SHORT EXERCISE: Reproduce word for word only the lines of the records below that begin at the one containing "the eagle wing" and end after the one containing "498,242,525,288".

TASK DATA:
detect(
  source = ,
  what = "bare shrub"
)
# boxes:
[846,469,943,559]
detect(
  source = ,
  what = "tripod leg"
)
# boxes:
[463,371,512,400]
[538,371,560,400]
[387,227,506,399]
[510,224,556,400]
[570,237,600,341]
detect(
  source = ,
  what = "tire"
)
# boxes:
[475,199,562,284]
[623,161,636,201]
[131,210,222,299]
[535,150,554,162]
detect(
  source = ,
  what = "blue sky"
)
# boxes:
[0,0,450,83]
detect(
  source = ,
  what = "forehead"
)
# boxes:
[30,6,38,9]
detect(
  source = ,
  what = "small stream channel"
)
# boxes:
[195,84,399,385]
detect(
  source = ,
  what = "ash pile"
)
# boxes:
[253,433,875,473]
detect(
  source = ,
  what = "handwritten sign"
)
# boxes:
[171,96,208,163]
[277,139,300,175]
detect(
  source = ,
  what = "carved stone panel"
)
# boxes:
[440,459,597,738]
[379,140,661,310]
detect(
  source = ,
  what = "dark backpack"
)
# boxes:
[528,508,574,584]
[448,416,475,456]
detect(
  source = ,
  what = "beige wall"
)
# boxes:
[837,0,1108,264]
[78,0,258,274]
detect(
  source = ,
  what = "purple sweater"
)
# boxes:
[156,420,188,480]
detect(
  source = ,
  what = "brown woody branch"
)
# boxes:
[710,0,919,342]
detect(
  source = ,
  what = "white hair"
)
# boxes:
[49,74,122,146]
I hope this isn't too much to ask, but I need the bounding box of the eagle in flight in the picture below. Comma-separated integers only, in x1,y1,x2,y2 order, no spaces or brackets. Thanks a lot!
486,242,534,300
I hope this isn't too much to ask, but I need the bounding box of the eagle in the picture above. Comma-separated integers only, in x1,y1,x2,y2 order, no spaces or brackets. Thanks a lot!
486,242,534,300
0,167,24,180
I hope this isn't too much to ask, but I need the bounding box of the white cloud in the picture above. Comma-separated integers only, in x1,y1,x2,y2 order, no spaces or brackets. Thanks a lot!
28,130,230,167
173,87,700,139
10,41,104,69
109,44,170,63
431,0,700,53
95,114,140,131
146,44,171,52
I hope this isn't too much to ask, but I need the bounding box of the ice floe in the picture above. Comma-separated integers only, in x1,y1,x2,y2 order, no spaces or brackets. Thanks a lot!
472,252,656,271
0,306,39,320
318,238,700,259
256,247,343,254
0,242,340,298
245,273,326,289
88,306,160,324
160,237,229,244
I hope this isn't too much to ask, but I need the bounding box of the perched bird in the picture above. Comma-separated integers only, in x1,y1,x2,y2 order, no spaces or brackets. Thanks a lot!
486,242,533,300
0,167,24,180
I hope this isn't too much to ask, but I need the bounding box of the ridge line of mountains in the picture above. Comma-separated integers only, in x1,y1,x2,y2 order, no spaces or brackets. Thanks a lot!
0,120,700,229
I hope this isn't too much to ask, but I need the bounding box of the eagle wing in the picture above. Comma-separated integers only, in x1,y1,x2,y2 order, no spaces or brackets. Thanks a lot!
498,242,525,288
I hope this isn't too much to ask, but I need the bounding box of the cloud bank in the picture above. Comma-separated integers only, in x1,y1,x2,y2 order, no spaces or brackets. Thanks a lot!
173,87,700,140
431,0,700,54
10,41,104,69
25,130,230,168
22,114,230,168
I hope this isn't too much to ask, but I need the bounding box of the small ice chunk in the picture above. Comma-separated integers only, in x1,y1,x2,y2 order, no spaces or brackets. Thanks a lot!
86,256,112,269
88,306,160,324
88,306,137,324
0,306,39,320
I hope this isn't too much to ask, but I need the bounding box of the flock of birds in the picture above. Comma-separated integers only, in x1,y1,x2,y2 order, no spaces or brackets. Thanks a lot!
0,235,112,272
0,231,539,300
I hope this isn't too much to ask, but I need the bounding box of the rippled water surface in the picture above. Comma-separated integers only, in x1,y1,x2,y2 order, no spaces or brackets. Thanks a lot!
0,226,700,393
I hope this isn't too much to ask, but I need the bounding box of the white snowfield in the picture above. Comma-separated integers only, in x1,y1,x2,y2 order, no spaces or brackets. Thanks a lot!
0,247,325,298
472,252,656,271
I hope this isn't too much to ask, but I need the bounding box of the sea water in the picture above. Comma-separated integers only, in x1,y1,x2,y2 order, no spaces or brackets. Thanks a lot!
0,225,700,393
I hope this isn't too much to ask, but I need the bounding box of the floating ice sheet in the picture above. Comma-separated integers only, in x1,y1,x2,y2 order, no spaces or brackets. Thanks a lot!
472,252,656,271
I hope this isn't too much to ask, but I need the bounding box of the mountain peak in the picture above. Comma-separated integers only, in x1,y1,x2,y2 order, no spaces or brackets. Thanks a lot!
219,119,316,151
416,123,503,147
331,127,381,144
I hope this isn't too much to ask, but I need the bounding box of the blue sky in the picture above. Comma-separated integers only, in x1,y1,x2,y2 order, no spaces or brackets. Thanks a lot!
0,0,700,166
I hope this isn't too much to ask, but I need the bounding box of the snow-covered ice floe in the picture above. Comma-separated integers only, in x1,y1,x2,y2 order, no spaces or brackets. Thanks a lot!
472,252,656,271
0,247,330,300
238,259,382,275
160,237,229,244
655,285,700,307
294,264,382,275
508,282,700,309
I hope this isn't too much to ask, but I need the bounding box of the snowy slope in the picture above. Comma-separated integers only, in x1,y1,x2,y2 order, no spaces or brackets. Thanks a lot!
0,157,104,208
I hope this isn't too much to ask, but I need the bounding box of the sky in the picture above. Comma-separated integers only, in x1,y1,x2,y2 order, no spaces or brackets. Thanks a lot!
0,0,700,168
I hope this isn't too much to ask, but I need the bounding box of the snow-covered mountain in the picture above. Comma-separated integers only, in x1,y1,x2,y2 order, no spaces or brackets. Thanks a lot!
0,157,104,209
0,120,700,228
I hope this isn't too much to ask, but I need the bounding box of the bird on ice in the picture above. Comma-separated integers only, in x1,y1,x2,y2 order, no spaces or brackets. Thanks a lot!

RESULT OF THIS EXERCISE:
I hope this isn't too much to ask, but I need the bounding box of the eagle wing in the picture above. Comma-separated integers only, in x1,y1,x2,y2 order, no spaces or brackets. Thanks a lot!
498,242,525,288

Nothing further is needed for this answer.